(Extrait du document)
□ □ □ □ □ □ □
Ces travaux sont particulièrement nombreux sur les industries de contenus aux États-Unis, mais ils existent également dans de nombreux pays, comme par exemple en Inde (Bose, 2007 ; Grimaud, 2003), au Japon (Iwabuchi, 2002), en Chine (Durrer/Miller/O’Brien, 2019), en Corée (Hong, 2014), au Royaume-Uni et en Australie (Durrer/Miller/O’Brien, 2019), aux Pays-Bas (Compendium of Cultural Policies & Trends) ou encore en Suisse (Gerig/Sondermann/Weckerle, 2008) ce qui pourrait confirmer des tendances globales. En définitive, les critiques d’Adorno et Horkheimer portaient sur un modèle d’ « industrie culturelle » qui n’existe plus aujourd’hui, ni aux États-Unis, ni dans la plupart des pays européens.

Parallèlement à cette montée en puissance des industries culturelles et créatives, de nouveaux travaux se sont attachés à étudier l’impact de ce secteur dans l’économie générale et son influence internationale. Pour discutables qu’ils puissent être – et ils furent d’ailleurs critiqués –, les ouvrages de Richard Florida sur la « creative class » ont eu le mérite de montrer l’importance de la « culture » et des industries créatives dans le développement économique et la vitalité des villes américaines (Florida, 2002) ou au niveau européen (Taylor/Davies/Wells/Gilbertson/Tayleur, 2015) ou international (Florida, 2005 ; Glaeser, 2012). Aujourd’hui, les maires des grandes villes globalisées et les gouvernements de nombreux pays (et jusqu’à Xi Jinping en Chine) pensent la culture en terme d’attractivité, de tourisme et d’influence, c’est à dire en termes de diplomatie culturelle et donc de « soft power ». A l’âge numérique, ces travaux seront approfondis par toute une génération de chercheurs sur les « smart cities » et les « villes créatives ».

On doit à l’universitaire et ancien ministre américain Joseph Nye d’avoir imaginé le concept de « soft power », appelé à un bel avenir (Nye, 2004). Cette idée néo-gramscienne sera élargie par la suite autour du « smart power », à la fois pour tenir compte de la question d’Internet, et pour affiner une analyse qui compte à la fois des éléments d’influence « soft » mais aussi, parfois, et entremêlés, certaines dimensions de contrainte « hard » (Nye, 2011). Dans la lignée de ces travaux, certains auteurs ont pu prolonger la réflexion dans une perspective de diplomatie culturelle (Weckerle, 1999 ; Henze/Wolfram, 2014 ; Ang/Raj Isar, 2016 ; Fregonese, 2019) ou de diplomatie tout court (Zakaria, 2008 ; Khanna, 2008 ; Power, 2019). En fin de compte, qu’elle soit infra-locale ou globale, la politique culturelle existe à toutes les échelles.
□ □ □ □ □ □ □
(Données fournies)
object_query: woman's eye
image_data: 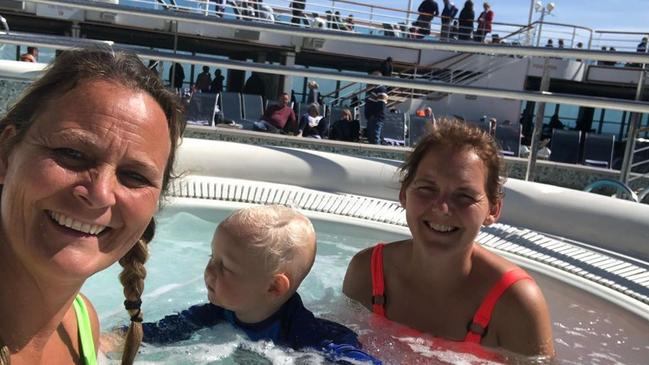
□ □ □ □ □ □ □
(Consigne)
Répondez à ces questions d'après l'extrait sur les industries culturelles :
1. Sur quel modèle portaient les critiques d'Adorno et Horkheimer ?
2. Qu'ont montré les ouvrages de Richard Florida sur la « creative class » ?
3. À qui doit-on le concept de « soft power » ?
Ces données n'ont aucun lien avec l'extrait.

(Tâche réalisée)
1. Sur un modèle d'« industrie culturelle » qui n'existe plus aujourd'hui, ni aux États-Unis, ni dans la plupart des pays européens.
2. L'importance de la « culture » et des industries créatives dans le développement économique et la vitalité des villes américaines.
3. À Joseph Nye, universitaire et ancien ministre américain.